[Entries from a point annotation set]
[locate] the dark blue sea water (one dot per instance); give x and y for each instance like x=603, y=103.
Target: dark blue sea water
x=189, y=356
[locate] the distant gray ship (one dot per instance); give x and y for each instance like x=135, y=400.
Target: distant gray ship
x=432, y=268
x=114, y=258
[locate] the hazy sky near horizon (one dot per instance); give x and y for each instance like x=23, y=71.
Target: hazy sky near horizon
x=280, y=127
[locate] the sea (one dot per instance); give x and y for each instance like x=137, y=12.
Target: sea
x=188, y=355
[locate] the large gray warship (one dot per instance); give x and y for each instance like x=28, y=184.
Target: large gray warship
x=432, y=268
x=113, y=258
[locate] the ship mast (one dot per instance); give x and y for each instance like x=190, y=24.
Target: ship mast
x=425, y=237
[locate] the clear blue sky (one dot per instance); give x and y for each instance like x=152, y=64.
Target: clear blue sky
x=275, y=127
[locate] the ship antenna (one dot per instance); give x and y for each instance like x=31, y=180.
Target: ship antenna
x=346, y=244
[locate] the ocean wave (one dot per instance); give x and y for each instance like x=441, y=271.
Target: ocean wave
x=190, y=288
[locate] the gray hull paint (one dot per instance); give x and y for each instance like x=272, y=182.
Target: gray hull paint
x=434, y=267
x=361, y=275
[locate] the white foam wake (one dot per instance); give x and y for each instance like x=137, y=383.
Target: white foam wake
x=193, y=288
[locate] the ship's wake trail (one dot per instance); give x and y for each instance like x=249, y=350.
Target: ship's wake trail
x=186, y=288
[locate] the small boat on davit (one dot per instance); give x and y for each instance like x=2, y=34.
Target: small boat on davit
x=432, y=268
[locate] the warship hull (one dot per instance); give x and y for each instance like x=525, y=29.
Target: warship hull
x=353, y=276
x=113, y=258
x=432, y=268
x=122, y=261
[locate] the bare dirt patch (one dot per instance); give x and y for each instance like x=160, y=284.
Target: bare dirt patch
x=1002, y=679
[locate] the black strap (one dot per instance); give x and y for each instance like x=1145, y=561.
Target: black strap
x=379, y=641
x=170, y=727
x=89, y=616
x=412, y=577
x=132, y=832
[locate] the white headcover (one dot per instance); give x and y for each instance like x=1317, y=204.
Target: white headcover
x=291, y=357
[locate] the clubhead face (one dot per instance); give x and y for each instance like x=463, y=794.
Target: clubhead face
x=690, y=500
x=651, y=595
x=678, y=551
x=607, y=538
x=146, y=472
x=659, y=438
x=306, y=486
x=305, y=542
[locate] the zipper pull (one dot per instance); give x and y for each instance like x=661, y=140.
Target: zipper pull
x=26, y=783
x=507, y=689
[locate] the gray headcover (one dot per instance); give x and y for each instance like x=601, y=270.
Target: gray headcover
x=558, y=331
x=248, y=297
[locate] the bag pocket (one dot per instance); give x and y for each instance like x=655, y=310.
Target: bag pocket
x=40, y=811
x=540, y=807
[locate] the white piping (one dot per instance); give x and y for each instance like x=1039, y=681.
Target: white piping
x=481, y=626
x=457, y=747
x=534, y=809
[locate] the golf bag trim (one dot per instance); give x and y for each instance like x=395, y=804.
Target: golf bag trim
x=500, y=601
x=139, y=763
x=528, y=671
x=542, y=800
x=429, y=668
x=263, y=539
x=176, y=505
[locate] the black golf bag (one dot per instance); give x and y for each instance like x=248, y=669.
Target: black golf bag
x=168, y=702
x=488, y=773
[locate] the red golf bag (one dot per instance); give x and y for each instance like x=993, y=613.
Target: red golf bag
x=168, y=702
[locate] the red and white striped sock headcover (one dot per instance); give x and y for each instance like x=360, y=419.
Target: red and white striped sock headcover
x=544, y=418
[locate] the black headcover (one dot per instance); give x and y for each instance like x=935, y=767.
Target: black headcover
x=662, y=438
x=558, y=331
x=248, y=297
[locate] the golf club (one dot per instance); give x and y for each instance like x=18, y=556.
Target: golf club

*Exercise goal*
Extract every line above exactly as it stands.

*Solution to this exercise*
[locate] the dark blue sea water (one dot per instance); give x and y for each instance like x=603, y=103.
Target: dark blue sea water
x=189, y=356
[locate] the distant gray ship (one dot per instance); give x and y for each instance like x=135, y=400.
Target: distant gray ship
x=432, y=268
x=114, y=258
[locate] the hazy sky near horizon (one dot per instance); give x and y for each instance like x=23, y=71.
Target: hazy sky near horizon
x=280, y=127
[locate] the sea (one dot per instance); give x and y for each instance like x=137, y=12.
Target: sea
x=188, y=355
[locate] the large gray warship (one dot per instance); give x and y for each instance like x=28, y=184.
Target: large gray warship
x=432, y=268
x=113, y=258
[locate] the ship mast (one dot per instance); give x and y for each instance like x=190, y=24.
Target: ship mast
x=425, y=237
[locate] the clear blue sky (one dot per instance); give x and y for each instance like x=152, y=64.
Target: clear blue sky
x=275, y=127
[locate] the ship antenna (one dot per instance); give x and y for each instance like x=31, y=180.
Target: ship antenna
x=346, y=244
[locate] the ocean wave (one dot per instance); give x and y for each instance like x=441, y=271.
Target: ocean wave
x=190, y=288
[locate] the gray hull paint (one dot per instance); give x and y for each instance like x=272, y=182.
Target: gray hull paint
x=434, y=267
x=361, y=275
[locate] the white foam wake (one dot per instance); give x and y for each instance like x=137, y=383.
Target: white foam wake
x=193, y=288
[locate] the ship's wake trail (one dot per instance); give x and y for each instance like x=249, y=350.
Target: ship's wake trail
x=186, y=288
[locate] the small boat on davit (one dot per instance); give x and y for each instance like x=2, y=34.
Target: small boat on davit
x=432, y=268
[locate] the warship hull (one dot per instance); give x and y for each instance like x=525, y=29.
Target: warship hull
x=353, y=276
x=113, y=258
x=432, y=268
x=122, y=261
[locate] the bare dirt patch (one dot per instance); give x and y for each instance like x=160, y=284.
Target: bare dirt patch
x=1002, y=679
[locate] the black strap (one dot per instance); give x and y for each instance like x=1145, y=561.
Target: black strap
x=379, y=641
x=170, y=727
x=89, y=616
x=412, y=577
x=132, y=832
[locate] the white headcover (one dot per instance); give x and y for each instance like x=1317, y=204.
Target: white headcover
x=291, y=357
[locate] the clubhead face (one dot per instance); give x and y for each instance like x=463, y=794.
Target: clubhead face
x=690, y=500
x=651, y=595
x=678, y=551
x=607, y=538
x=146, y=472
x=659, y=438
x=306, y=486
x=305, y=542
[locate] the zipper pull (one dot per instance); give x and y for each instance like x=661, y=140.
Target: zipper pull
x=26, y=783
x=507, y=689
[locate] the gray headcover (one dot per instance); give x and y for each instance like x=601, y=270.
Target: gray headcover
x=558, y=331
x=248, y=297
[locate] the bag pocket (one dot per instance); give x and y for each instance like x=655, y=310.
Target: bag pocket
x=40, y=811
x=540, y=807
[locate] the white piping (one dot per instance); give x and y for each instance like x=1039, y=681.
Target: white piping
x=481, y=626
x=457, y=747
x=534, y=809
[locate] the golf bag trim (one dot per instance); give x and y for each instance like x=395, y=804.
Target: golf bag trim
x=500, y=601
x=139, y=763
x=528, y=671
x=542, y=800
x=429, y=668
x=263, y=539
x=176, y=505
[locate] the black golf bag (one dot per instance); give x and y for each instance like x=248, y=669.
Target: black golf bag
x=168, y=702
x=488, y=773
[locate] the red golf bag (one dot per instance); give x and y for each instance like x=993, y=613.
Target: red golf bag
x=168, y=702
[locate] the red and white striped sock headcover (one dot per instance); give x and y for each instance like x=360, y=419.
Target: red and white striped sock headcover
x=544, y=418
[locate] the black headcover (one dot per instance); give x and y for each instance like x=935, y=767.
Target: black headcover
x=662, y=438
x=558, y=331
x=248, y=297
[locate] the golf club (one dot per instance); give x and y for each instance like x=18, y=556.
Target: golf club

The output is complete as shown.